**DOCUMENT SEGMENT:**
Stem cells are to be used in a £45m effort to look at providing new treatments for a host of complex conditions affecting large numbers of people, including Alzheimer's, Parkinson's, autism and diabetes.
However, it’s not the stem cells themselves that would form the new treatments. Instead, the stem cells would provide a platform to transform the process of discovering new drugs.
A Europe-wide consortium of over 20 universities and 10 pharmaceutical companies, led by Oxford University and Roche, is to generate a giant resource of stem cells derived from patients' skin or blood cells.
The StemBANCC consortium aims to derive 1,500 stem cell lines from 500 patients across eight diseases, using the techniques developed by Japanese scientist Shinya Yamanaka that saw him win a share of this year’s Nobel Prize for Physiology or Medicine.
'This has been shown for two or three patients for several indications; the proof of concept is there,' says Martin Graf, StemBANCC coordinator and head of Roche's Stem Cell Platform in Basel, Switzerland, explaining the scale of the project. 'We now plan to create 1,500 iPS cell lines from 500 patients.'
The researchers will then be able to use the 'induced pluripotent' stem cells, or iPS cells, to generate different tissue types – nerve cells, heart muscle, blood vessels, liver or pancreas cells, etc – against which drug compounds can be screened.

**ACTIVITY 1:**
In the stem cell article, condense the paragraph beginning "The StemBANCC consortium aims" into a shorter version that keeps its main facts.
**ACTIVITY 2:**
Extend the stem cell article with the paragraphs that would follow its final sentence.

**ENTRIES SHOWN:**

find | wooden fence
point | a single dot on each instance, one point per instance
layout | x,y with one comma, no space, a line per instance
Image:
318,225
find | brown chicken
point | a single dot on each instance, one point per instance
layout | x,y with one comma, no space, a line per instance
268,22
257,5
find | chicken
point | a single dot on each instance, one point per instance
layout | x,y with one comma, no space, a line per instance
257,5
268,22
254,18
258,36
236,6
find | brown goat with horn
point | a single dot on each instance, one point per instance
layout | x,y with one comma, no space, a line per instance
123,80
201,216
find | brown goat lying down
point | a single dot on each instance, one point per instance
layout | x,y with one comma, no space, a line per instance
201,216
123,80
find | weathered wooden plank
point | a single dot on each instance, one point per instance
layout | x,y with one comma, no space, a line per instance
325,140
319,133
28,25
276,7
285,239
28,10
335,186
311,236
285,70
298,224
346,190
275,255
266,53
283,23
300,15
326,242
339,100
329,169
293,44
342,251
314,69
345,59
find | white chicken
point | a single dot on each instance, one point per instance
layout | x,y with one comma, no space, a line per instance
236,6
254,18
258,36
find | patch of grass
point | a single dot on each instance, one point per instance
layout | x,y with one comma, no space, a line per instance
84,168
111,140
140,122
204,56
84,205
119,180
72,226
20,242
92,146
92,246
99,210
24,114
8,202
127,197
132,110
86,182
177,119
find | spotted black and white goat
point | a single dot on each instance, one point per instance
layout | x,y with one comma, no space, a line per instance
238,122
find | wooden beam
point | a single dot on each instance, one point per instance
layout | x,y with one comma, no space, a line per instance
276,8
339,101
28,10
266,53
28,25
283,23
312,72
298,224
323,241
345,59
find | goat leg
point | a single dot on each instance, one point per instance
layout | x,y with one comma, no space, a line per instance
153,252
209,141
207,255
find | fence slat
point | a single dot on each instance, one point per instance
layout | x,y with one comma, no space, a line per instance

**EXERCISE ANSWER 1:**
StemBANCC plans to derive 1,500 stem cell lines from 500 patients with eight diseases. It will use the techniques of Japanese scientist Shinya Yamanaka, who shared this year's Nobel Prize for Physiology or Medicine for them.

**EXERCISE ANSWER 2:**
Testing drug candidates from the start in cells derived from patients – and so are directly relevant to the disease – will be much more relevant for coming up with effective treatments, the researchers say.
This approach to drug discovery could be particularly important in the diseases the researchers are interested in, where it has proved so difficult to come up with new treatments and where the pharmaceutical industry's most promising new drug candidates have often failed in late-stage trials.
'It’s the perfect platform for finding drugs. It's superior because we are looking directly at human cells from the patient, capturing the genetic complexity of the disease,' says Dr Zameel Cader, a consultant neurologist at the University of Oxford and principal scientist of StemBANCC.
Currently, many drugs fail late on in development because the tests used in the initial stages simply do not reflect what happens when the drug is administered in patients.
It is largely standard to screen compounds in lab cell lines that are often amenable to study but are nothing like cells in patients. Promising compounds then go into studies in animals before small-scale safety trials in humans look at safety.
It is only in larger trials, and after many millions of pounds have been spent, that it becomes apparent that the drugs have little or no effect in patients.
'The drug discovery process is flawed and isn't working. It needs reshaping, and stem cells may help provide this,' says Dr Cader.
StemBANCC would provide a good supply of cells directly from patients that 'recapitulate' the disease in the lab, and against which compounds can be tested from the start, the researchers say.
Heart, kidney and liver cells would also allow toxicological screens to help spot potential side effects early.
Dr Cader explains: 'The generation of the [stem cell] bank is the easy part, relatively speaking. The harder part is to show we can identify abnormalities [in the cell lines] relevant to disease.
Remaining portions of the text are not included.